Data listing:
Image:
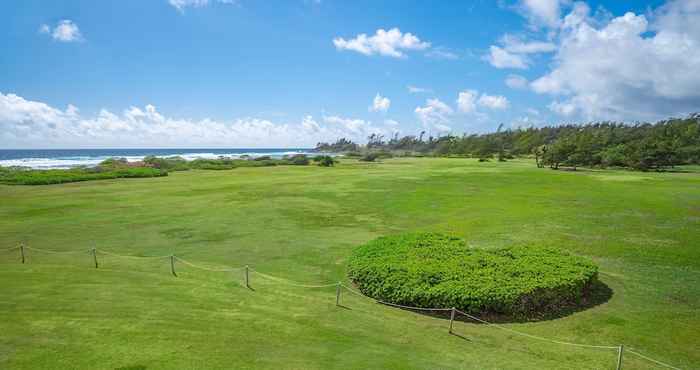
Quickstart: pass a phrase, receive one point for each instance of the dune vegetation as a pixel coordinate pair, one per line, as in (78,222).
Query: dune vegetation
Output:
(435,270)
(302,224)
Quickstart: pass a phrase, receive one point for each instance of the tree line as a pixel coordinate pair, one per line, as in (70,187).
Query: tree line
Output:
(641,146)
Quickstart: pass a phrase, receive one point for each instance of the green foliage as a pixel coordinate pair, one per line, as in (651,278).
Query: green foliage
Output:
(114,163)
(435,270)
(298,160)
(642,146)
(167,163)
(340,146)
(324,160)
(46,177)
(369,157)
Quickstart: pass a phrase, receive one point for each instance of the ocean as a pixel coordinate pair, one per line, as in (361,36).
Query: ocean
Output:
(68,158)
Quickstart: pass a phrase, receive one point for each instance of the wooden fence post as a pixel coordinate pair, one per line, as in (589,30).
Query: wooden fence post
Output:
(619,356)
(94,257)
(337,295)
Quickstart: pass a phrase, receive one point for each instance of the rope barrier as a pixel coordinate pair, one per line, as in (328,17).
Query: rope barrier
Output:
(135,257)
(207,268)
(651,359)
(535,336)
(54,252)
(353,291)
(292,283)
(412,308)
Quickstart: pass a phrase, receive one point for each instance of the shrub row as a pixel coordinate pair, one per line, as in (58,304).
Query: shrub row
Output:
(435,270)
(46,177)
(151,166)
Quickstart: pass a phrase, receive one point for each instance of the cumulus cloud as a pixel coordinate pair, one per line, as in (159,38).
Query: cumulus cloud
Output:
(180,5)
(502,58)
(380,104)
(542,12)
(64,31)
(516,81)
(442,53)
(495,102)
(418,90)
(27,123)
(390,43)
(517,45)
(514,50)
(629,68)
(435,115)
(468,100)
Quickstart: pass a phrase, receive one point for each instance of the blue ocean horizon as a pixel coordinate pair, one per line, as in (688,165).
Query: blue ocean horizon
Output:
(69,158)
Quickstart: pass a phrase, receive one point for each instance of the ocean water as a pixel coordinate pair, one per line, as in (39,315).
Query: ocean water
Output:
(68,158)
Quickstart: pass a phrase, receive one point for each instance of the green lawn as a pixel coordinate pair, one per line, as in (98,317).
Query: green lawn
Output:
(300,223)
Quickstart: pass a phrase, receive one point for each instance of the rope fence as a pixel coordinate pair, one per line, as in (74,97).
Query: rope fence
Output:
(339,286)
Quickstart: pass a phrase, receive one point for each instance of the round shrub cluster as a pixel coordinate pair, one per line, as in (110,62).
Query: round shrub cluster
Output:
(436,271)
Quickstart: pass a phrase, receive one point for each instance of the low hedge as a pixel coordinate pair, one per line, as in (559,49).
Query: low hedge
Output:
(47,177)
(435,270)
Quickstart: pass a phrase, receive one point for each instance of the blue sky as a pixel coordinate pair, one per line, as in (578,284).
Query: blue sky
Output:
(244,73)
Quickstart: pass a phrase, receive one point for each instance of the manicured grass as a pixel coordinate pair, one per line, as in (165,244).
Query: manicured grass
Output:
(301,223)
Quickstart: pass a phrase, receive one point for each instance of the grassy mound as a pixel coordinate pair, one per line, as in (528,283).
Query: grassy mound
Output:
(435,270)
(20,176)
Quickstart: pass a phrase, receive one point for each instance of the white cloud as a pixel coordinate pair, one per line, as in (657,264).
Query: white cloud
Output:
(563,109)
(418,90)
(501,58)
(380,104)
(26,124)
(542,12)
(388,43)
(532,111)
(435,115)
(513,52)
(442,53)
(64,31)
(516,81)
(630,68)
(495,102)
(180,5)
(391,122)
(466,101)
(514,44)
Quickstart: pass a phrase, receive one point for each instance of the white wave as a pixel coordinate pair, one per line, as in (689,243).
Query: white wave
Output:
(77,161)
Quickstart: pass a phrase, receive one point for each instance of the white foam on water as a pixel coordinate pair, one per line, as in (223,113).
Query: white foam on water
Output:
(72,162)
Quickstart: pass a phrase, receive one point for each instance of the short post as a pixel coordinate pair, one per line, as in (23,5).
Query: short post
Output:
(94,257)
(337,294)
(619,356)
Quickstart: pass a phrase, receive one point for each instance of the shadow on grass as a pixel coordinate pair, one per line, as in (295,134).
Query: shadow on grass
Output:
(597,294)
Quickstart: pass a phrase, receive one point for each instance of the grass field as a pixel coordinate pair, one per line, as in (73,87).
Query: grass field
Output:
(300,223)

--- SHORT PROBLEM ---
Reproduce the stretch of the material from the line containing "as in (23,5)." through its end. Scale every pixel coordinate listed under Output by 1.9, round to whole numbers with halves going up, and leave all other lines unchanged.

--- SOLUTION BELOW ---
Quickstart: pass a phrase, receive one point for each instance of the short post as a pixel coordinate pair, one per line, as in (23,5).
Query: short post
Output:
(179,488)
(640,559)
(1176,676)
Quickstart: pass a phrase, receive one point for each instance of the shadow on grass as a pixel coordinate pair, one per line, as in (295,134).
Query: shadow on grass
Output:
(1134,559)
Quickstart: pass a phrase, receive one point for each instance of the grass field as a pixel coordinate pair, one per line, as in (73,87).
Query: grass field
Output:
(570,424)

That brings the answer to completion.